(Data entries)

+===+

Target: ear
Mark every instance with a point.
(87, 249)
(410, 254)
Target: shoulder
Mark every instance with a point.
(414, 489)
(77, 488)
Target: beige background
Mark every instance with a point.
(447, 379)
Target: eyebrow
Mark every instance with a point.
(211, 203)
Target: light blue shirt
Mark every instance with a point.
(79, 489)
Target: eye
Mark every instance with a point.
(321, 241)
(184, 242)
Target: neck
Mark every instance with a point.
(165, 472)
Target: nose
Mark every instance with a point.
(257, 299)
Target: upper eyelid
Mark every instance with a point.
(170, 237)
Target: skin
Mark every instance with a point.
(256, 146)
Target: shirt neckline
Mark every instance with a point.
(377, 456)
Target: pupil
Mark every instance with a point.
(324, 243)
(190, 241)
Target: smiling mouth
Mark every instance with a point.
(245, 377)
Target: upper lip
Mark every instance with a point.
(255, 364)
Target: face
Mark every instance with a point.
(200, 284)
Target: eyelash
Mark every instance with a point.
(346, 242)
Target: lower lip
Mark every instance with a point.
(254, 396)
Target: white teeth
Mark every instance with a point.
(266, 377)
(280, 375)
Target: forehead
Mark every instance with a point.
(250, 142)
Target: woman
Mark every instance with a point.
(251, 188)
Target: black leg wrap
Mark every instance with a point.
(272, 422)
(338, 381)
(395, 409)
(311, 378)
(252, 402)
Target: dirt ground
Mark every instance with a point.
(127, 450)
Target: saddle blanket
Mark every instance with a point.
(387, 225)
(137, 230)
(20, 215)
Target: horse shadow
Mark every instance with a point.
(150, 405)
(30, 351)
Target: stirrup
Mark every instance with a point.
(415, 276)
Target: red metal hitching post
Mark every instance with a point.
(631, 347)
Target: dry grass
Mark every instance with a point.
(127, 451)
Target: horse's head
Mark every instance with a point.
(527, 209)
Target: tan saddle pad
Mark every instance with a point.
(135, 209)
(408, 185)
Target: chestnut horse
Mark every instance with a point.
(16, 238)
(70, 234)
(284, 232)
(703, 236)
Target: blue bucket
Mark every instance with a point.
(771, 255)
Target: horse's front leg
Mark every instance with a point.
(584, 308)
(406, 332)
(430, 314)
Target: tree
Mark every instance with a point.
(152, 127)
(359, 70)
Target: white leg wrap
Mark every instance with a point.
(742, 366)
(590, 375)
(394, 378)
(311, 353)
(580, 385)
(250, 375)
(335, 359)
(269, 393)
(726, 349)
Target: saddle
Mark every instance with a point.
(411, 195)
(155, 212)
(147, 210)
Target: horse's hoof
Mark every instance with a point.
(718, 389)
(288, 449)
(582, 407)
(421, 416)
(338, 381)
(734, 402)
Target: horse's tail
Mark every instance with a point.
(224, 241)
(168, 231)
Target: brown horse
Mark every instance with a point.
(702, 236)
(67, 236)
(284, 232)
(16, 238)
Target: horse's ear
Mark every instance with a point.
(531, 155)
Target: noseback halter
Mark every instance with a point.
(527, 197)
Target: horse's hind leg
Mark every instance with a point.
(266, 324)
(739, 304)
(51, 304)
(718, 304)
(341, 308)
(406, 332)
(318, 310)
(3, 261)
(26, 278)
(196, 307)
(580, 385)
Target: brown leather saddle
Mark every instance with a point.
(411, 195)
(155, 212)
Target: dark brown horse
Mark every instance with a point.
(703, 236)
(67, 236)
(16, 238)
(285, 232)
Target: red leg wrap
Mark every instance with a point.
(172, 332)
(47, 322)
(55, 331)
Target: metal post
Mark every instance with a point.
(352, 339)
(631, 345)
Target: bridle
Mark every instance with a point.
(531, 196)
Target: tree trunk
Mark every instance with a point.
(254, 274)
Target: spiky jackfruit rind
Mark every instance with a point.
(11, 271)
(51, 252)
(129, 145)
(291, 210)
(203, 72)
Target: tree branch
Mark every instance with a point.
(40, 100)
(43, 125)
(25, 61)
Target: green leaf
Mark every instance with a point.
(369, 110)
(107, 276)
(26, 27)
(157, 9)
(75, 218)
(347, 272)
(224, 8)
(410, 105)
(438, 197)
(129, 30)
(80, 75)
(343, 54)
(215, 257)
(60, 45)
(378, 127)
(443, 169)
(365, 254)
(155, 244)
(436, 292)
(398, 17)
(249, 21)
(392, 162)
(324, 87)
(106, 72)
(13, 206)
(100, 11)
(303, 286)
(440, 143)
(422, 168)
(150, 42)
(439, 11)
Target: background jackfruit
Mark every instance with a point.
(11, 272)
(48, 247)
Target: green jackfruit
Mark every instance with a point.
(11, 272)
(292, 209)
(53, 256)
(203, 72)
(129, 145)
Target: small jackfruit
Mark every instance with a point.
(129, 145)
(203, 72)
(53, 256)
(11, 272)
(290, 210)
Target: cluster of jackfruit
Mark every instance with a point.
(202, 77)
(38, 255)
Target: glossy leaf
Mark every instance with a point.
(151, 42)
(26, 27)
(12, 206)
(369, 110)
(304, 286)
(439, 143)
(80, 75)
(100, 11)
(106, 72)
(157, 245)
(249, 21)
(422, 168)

+===+

PROBLEM STATEMENT
All that belongs in the answer is an exact copy of the lines from the start of the records above through the line with "Target: dirt ground".

FINAL ANSWER
Target: ear
Mark every instance with a point.
(87, 249)
(410, 254)
Target: shoulder
Mark every instance with a point.
(414, 489)
(77, 488)
Target: beige background
Mark every instance with a point.
(447, 379)
Target: eyebrow
Mark every instance with a point.
(211, 203)
Target: light blue shirt
Mark every instance with a point.
(79, 489)
Target: eye
Mark every instance with a point.
(321, 241)
(184, 242)
Target: neck
Mark every instance with a point.
(165, 472)
Target: nose
Mark every instance with a point.
(257, 299)
Target: upper eyelid
Mark every instance with a point.
(170, 237)
Target: skin
Mark every instance with a point.
(256, 146)
Target: shirt neckline
Mark every instance with a point.
(377, 456)
Target: pupil
Mark every instance with a point.
(324, 243)
(190, 241)
Target: smiling mouth
Mark every instance with a point.
(245, 377)
Target: upper lip
Mark every instance with a point.
(255, 364)
Target: face
Mark every instance with a point.
(200, 284)
Target: eyelash
Mark every instance with a point.
(346, 242)
Target: lower lip
Mark every instance with a point.
(254, 396)
Target: white teeth
Mark every instance with a point.
(266, 377)
(280, 375)
Target: forehead
Mark every instance with a point.
(250, 142)
Target: woman
Mark every instance with a point.
(251, 188)
Target: black leg wrap
Mark every instance with a point.
(272, 422)
(338, 381)
(395, 409)
(311, 378)
(252, 402)
Target: dirt ground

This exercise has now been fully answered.